[Data for this task — start]

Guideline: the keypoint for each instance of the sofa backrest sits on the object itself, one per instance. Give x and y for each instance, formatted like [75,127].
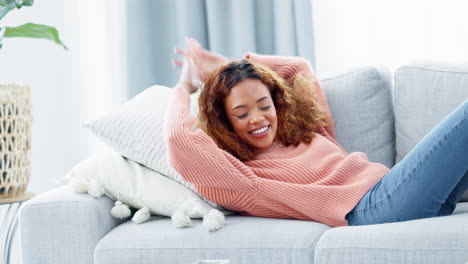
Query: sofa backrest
[361,105]
[424,94]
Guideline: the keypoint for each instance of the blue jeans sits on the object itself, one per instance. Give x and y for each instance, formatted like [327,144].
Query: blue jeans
[428,182]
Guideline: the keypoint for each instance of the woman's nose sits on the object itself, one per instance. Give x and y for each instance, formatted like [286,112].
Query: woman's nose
[257,117]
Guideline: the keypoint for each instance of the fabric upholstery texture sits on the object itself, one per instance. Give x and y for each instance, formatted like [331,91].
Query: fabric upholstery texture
[361,106]
[263,240]
[63,227]
[426,241]
[135,130]
[424,94]
[137,186]
[60,226]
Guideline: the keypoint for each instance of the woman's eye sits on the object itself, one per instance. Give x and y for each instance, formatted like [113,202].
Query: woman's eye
[242,116]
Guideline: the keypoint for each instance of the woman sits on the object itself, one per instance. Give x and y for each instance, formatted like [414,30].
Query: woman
[257,152]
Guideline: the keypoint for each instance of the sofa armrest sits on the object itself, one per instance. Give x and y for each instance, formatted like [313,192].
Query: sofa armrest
[60,226]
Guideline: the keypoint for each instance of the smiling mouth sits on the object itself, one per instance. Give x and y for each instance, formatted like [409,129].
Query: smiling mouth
[261,132]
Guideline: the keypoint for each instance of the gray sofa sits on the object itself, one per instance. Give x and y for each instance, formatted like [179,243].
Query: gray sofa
[376,112]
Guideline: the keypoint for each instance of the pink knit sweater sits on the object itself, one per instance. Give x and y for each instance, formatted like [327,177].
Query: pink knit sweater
[318,181]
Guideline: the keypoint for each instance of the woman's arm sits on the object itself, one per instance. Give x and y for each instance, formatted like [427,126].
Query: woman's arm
[288,68]
[196,157]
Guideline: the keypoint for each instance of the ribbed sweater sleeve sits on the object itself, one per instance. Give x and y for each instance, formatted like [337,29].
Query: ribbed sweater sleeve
[288,67]
[196,157]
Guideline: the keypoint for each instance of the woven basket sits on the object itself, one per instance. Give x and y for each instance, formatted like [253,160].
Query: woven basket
[15,139]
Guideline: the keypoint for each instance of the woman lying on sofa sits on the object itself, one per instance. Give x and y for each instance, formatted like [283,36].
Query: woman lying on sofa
[264,146]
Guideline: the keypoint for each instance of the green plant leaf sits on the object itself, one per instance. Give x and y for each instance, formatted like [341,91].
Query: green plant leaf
[28,2]
[31,30]
[8,3]
[4,11]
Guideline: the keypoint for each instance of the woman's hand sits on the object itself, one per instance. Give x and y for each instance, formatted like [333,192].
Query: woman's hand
[197,64]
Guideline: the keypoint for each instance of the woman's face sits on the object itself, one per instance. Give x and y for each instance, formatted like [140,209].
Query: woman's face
[251,112]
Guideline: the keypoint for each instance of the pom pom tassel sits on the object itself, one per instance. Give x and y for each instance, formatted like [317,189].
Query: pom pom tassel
[214,220]
[120,210]
[95,189]
[141,215]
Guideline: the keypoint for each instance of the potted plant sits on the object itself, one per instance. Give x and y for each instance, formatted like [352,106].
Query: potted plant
[28,30]
[15,110]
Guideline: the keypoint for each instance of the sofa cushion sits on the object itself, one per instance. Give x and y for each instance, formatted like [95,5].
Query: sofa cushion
[361,105]
[243,240]
[431,240]
[425,93]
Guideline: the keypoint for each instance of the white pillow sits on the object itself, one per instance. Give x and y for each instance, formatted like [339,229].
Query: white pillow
[138,186]
[135,130]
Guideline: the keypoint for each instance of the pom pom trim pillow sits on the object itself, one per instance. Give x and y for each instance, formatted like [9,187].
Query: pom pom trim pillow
[135,131]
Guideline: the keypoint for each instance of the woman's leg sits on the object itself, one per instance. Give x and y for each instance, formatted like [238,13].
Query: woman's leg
[427,182]
[449,206]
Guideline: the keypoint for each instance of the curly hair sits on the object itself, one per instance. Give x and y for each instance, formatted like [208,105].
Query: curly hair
[298,115]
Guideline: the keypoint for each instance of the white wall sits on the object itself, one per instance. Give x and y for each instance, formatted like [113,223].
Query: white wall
[68,87]
[356,33]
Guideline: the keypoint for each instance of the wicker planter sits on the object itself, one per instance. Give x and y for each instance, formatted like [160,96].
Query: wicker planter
[15,139]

[Data for this task — finish]

Try it —
For the data above, return an exact copy that contains no pictures.

Expected answer —
Guideline: the keypoint for each instance of the sofa backrest sits on the object itself, one per instance. Give x and y for each instance, formatted like [75,127].
Query: sofa backrest
[361,105]
[424,94]
Guideline: the keypoint for each instance of the blue jeans sits on the object itself, one per instance. Give x and y for each instance, formatted like [327,144].
Query: blue jeans
[428,182]
Guideline: the keypoint for each instance of the woman's nose sits on the object itself, one per instance. Give x and y for each instance, formatted like [286,112].
Query: woman's nose
[257,117]
Guideline: the keypoint for each instance of the fabric upholstery texture sits on the object itself, one per instance. Give x and y for each instance, formatted like [331,91].
Query: fabric upholstery texture
[361,106]
[263,240]
[63,227]
[426,241]
[135,130]
[424,94]
[137,186]
[60,226]
Guideline: the keypoint for each instance of the woman's eye sits on the object itself, one per instance. Give x and y for each instance, formatted like [113,202].
Query: woman's eye
[242,116]
Guideline: the keypoint for each instance of the woman sits on the object itself, one per instance. Give x and y for each instance, formatted like [414,30].
Query: woman
[257,152]
Guideline: the keypoint for each instance of the sofa armrest sits on the object itself, one per instance. Give x and y for each instance, formatted like [313,192].
Query: sofa armrest
[60,226]
Guideline: the keypoint for each instance of the smiling mouth sits on the object itself, one per instance. Give x and y for each instance, formatted like [409,129].
Query: smiling mouth
[261,132]
Guideline: the keypoint for each instance of the gray sofa sits on the object itself, one per instance. Give x and y for each instance, formatted like [179,243].
Query: gray sofa
[376,112]
Guideline: the keypoint for each instance of the pink knit sweater sits on the object itself, one per instance. Give x and y for each instance, formatted like [327,177].
Query: pink knit sweater
[318,181]
Guideline: the keypoint for each instance of the woman's arm sits on the object itself, one per instance. Give x and y for each instance, formatted like [427,126].
Query: woman's arm
[288,68]
[196,157]
Guideline: the keypoint for each instance of the ribbed sweater sleeve sits on the object itself, one per instance. Give x and y for each instance, formatted like [337,29].
Query: ribbed sweater sleeve
[288,67]
[196,157]
Guideline: the keypoint for each instance of the woven basket sits on the object itself, one per instance. Give x and y for each instance, formatted like [253,160].
Query: woven basket
[15,139]
Guideline: the keypoint for each instance of the woman lying on sofa sits on the object itself, one per instance. Give x and y for each instance, formatted like [283,36].
Query: woman lying on sofa
[264,146]
Guideline: the keypoint for each instance of the green plant leaf sits on the object itself, one per instance. Give x and y for each instance, formatted like [341,91].
Query: green plant leaf
[28,2]
[31,30]
[8,3]
[4,11]
Guideline: the keypoint for each instance of the woman's hand sits on the object itself, one per instance. Give x and y for each instance, formatted like [333,192].
Query: woman's hand
[197,64]
Guideline: the keypoint for each instance of the woman's face sits on the object itself, one per instance. Give x and y for each instance, formatted like [140,209].
Query: woman's face
[251,112]
Guideline: the keypoint for each instance of the pom pom tassel sits on the object itself, one per instance. Give x and y for each instance, formatted like [317,189].
Query: pom pom tassel
[214,220]
[120,210]
[95,189]
[141,215]
Guideline: the keypoint for each instance of the potted plant sits on the object itself, one per instance. Give x and y for each instance, formatted like [352,106].
Query: potted plant
[28,30]
[15,110]
Guideline: the keypoint for each instance of the sofa cushion sits on the object itself, one per instance. Give x and y for each instance, formatted like [95,5].
Query: sofa cushion
[361,105]
[243,240]
[431,240]
[425,93]
Guideline: the keypoint for each instance of the white pillow sits on the object itself, one per instance. Give x and y for each instance, formatted like [339,229].
Query: white pillow
[138,186]
[135,130]
Guideline: the keypoint for each instance of the pom pom trim pillow sits on the object itself, one per instance. Give x and y for each instance, formatted like [9,187].
Query: pom pom trim pillow
[135,131]
Guideline: the keypoint for each instance of the woman's leg sits on the object itself, one per instance. Give x and y for each instance, formatted like [238,13].
Query: woman's leg
[427,182]
[449,206]
Guideline: the keypoint for each instance of the curly hair sits on the object itself, one per instance. Give x and y for each instance, formatted like [208,105].
Query: curly hair
[298,115]
Guideline: the keypoint for each instance of the white wall sits on the object itself, one per instance. Give x and y for each instance, formatted like [113,223].
Query: white wall
[68,87]
[356,33]
Guideline: the keypoint for each instance of the wicker planter sits on the object itself, one per instance. Give x and y for each instance, formatted like [160,96].
Query: wicker planter
[15,139]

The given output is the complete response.